REQUIRED TASK: Do not carry the pictures over; copy every other part of the entries exactly.

Begin

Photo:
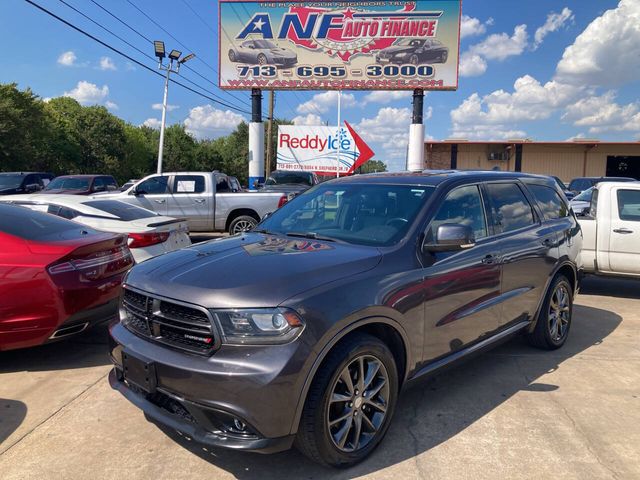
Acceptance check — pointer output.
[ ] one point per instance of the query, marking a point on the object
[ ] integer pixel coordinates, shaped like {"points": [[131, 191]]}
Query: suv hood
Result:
{"points": [[250, 271]]}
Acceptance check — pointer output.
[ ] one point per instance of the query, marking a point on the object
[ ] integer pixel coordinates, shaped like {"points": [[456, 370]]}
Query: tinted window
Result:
{"points": [[510, 209], [629, 205], [222, 185], [549, 201], [122, 210], [462, 206], [31, 225], [580, 184], [153, 185], [188, 184], [376, 215]]}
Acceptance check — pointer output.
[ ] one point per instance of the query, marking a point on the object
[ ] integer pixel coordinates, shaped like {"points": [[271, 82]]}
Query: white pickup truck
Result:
{"points": [[611, 229], [207, 200]]}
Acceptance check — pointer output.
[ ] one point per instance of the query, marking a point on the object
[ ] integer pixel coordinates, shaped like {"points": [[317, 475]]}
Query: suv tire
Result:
{"points": [[554, 319], [347, 414]]}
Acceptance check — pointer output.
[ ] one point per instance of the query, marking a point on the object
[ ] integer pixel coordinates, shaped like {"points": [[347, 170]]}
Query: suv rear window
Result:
{"points": [[549, 201], [123, 211], [36, 226], [510, 208]]}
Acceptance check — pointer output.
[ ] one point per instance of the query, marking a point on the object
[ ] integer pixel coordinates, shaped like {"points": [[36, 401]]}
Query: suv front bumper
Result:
{"points": [[208, 398]]}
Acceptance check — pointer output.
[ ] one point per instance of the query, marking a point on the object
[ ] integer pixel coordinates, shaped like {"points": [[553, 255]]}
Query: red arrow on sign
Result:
{"points": [[366, 153]]}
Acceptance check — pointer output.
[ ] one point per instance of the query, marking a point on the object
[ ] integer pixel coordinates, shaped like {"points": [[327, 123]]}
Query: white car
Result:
{"points": [[149, 234]]}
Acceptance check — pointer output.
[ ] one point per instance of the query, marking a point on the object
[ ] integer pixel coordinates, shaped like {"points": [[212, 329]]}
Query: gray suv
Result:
{"points": [[305, 330]]}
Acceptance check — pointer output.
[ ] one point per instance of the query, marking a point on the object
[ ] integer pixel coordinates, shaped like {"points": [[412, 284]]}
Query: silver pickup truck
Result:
{"points": [[206, 199]]}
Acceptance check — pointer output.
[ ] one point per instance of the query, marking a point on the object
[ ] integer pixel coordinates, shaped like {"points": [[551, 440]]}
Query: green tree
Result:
{"points": [[373, 166]]}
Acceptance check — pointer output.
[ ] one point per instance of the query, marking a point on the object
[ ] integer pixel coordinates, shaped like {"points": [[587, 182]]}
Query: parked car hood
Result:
{"points": [[247, 271]]}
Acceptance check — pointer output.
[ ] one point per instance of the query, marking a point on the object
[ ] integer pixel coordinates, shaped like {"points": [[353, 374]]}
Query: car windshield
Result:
{"points": [[373, 215], [584, 196], [68, 184], [290, 178], [10, 181], [265, 44], [123, 211]]}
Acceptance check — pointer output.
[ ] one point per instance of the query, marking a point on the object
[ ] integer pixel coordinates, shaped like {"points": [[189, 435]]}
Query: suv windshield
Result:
{"points": [[375, 215], [10, 181], [290, 178], [68, 184]]}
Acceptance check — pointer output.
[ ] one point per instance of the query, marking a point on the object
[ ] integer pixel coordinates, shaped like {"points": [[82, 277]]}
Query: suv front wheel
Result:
{"points": [[350, 403]]}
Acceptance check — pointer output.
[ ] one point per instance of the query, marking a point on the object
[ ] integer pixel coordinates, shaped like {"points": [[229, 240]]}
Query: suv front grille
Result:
{"points": [[163, 321]]}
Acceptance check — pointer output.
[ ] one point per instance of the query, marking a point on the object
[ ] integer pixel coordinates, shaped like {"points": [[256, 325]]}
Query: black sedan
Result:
{"points": [[415, 51]]}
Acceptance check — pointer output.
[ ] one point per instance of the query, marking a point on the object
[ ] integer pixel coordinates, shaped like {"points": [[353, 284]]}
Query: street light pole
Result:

End

CORRECT RESPONSE:
Photo:
Acceptance check — pointer output.
[ ] one point per instance of the query, marking a point on the object
[ ] integer pixel coordinates, shaped like {"points": [[131, 191]]}
Query: suv hood
Result:
{"points": [[250, 271]]}
Acceptance check — pointer output.
[ ] one point per instance of the query, marking a point on the object
[ ] integer pixel coordinates, shaped like {"points": [[456, 370]]}
Query: tinted window
Result:
{"points": [[510, 209], [629, 205], [222, 185], [549, 201], [122, 210], [462, 206], [31, 225], [580, 184], [153, 185], [188, 184], [376, 215]]}
Acceptance check — pointer output.
[ ] one point per instance of the query, marking a point on the object
[ ] integer pixel coordinates, shaped like {"points": [[271, 82]]}
Query: white pickup truck
Result:
{"points": [[611, 229], [207, 200]]}
Acceptance check — pointer output.
[ ] one point per instance of the query, marking a point on the object
[ ] integer pixel coordinates, shaped like {"points": [[317, 475]]}
Query: suv tire
Result:
{"points": [[554, 319], [347, 414]]}
Acceptance check — pointer output.
[ ] one point per instance of the query, marking a point on the object
[ ] integer pixel coordinates, shaped like {"points": [[347, 170]]}
Query: suv rear window
Result:
{"points": [[549, 201], [123, 211], [36, 226], [510, 208]]}
Acceptance check — pointer output.
[ ] one point per instance of the query, marking a point on the object
[ ] integer pixel coordinates, shaped like {"points": [[36, 401]]}
Query: suv front bumper
Result:
{"points": [[208, 398]]}
Acceptance check — pointer output.
[ ] one point per instance of the query, marking a point on the object
[ ] integer pixel coordinates, shaped like {"points": [[553, 255]]}
Query: red arrow on sign
Result:
{"points": [[366, 153]]}
Acceptance check — pointer output.
[ ] one point per instance of the query, marking a point on the object
[ ] integer pixel coordinates, shaped like {"points": [[327, 123]]}
Query: white car
Result:
{"points": [[149, 234]]}
Acceptance check — pointer output.
[ ] one point per instance of the query, marking a point on the object
[ ] integer pixel coordinates, shaped like {"points": [[212, 329]]}
Query: gray suv
Result:
{"points": [[305, 330]]}
Acceptance check — pointer output.
[ ] one point per instance of the query, marking a point on the object
[ ] integer pixel coordinates, shaped like {"points": [[412, 284]]}
Query: silver pickup truck
Result:
{"points": [[206, 199]]}
Acceptance check — pointer output.
[ ] one point per instance of the query, marking a point on the object
[ ] integer pixel coordinates, shaped like {"points": [[551, 440]]}
Query: green tree
Result:
{"points": [[373, 166]]}
Acceptance check — pointer output.
[ ] one point per instance of the query, marking a point on the object
[ ] integer pixel coordinates, shaped like {"points": [[587, 182]]}
Query: parked car hood
Result:
{"points": [[247, 271]]}
Acceptance check — pointer output.
[ ] one point per instance of the query, marking a point on the object
[ ] integer pixel coordinates, shaped like {"points": [[353, 374]]}
Query: car windshield
Result:
{"points": [[373, 215], [584, 196], [68, 184], [290, 178], [10, 181], [265, 44], [123, 211]]}
Acceptance check — pointer output.
[ ] one point per instance of the query, marking a point on the object
[ ] integer pixel coordinates, shaped like {"points": [[189, 435]]}
Query: suv windshield
Result:
{"points": [[375, 215], [10, 181], [290, 178], [68, 184]]}
Acceptance check — pointer output.
[ ] one point per instance of the query, marking a point on the object
[ ] integer pixel coordinates, shaped like {"points": [[82, 277]]}
Query: suv front wheel
Result:
{"points": [[350, 403]]}
Acceptance check — pointer output.
[ ] one point per instance of the query, marking a point on the object
[ ] integer pixel coordinates, shaped like {"points": [[229, 240]]}
Query: suv front grille
Result:
{"points": [[163, 321]]}
Acceptance check — pointer output.
[ ] one point per instance of the query, marking a point on the object
[ ] integer pixel coordinates, shaped like {"points": [[256, 325]]}
Query: black sedan
Result:
{"points": [[415, 51]]}
Acceptance check — pointer output.
[ ] one point per instance of the query, marking a point on the object
[ ] integer pixel coordinates, shaped like {"points": [[353, 284]]}
Query: street light pole
Result:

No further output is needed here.